**What is being asked**
Report every line in the items below that contains the word "hair", matching case. Copy each of those lines unchanged.

**Pointing dataset records**
** Start **

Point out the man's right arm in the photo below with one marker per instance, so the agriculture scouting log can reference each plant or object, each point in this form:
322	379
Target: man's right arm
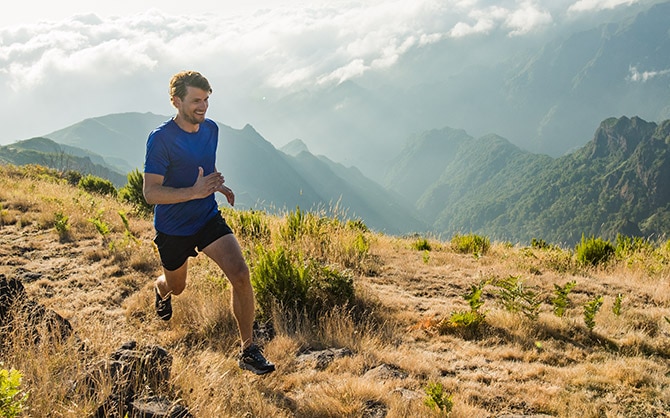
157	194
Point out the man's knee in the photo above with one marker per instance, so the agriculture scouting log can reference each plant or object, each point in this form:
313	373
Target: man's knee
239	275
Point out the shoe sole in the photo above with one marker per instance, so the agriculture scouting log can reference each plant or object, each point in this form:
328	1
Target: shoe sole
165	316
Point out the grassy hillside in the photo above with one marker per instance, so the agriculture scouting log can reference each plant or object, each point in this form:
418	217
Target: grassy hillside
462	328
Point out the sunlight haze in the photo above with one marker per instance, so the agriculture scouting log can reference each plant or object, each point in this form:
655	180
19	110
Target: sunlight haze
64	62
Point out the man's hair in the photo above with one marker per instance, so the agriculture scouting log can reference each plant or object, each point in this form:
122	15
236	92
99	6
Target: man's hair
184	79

** End **
** Start **

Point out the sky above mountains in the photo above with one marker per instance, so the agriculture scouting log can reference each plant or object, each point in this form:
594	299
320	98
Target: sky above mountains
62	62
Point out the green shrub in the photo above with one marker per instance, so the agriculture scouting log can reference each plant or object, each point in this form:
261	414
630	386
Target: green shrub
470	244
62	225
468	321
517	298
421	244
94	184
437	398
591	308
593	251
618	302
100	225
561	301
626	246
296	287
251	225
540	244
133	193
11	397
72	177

** End **

**Written answer**
Point out the man's hair in the photo above with one marker per instance, so the agriculture scouting log can reference each plant or object, each point in this form:
Target: man's hair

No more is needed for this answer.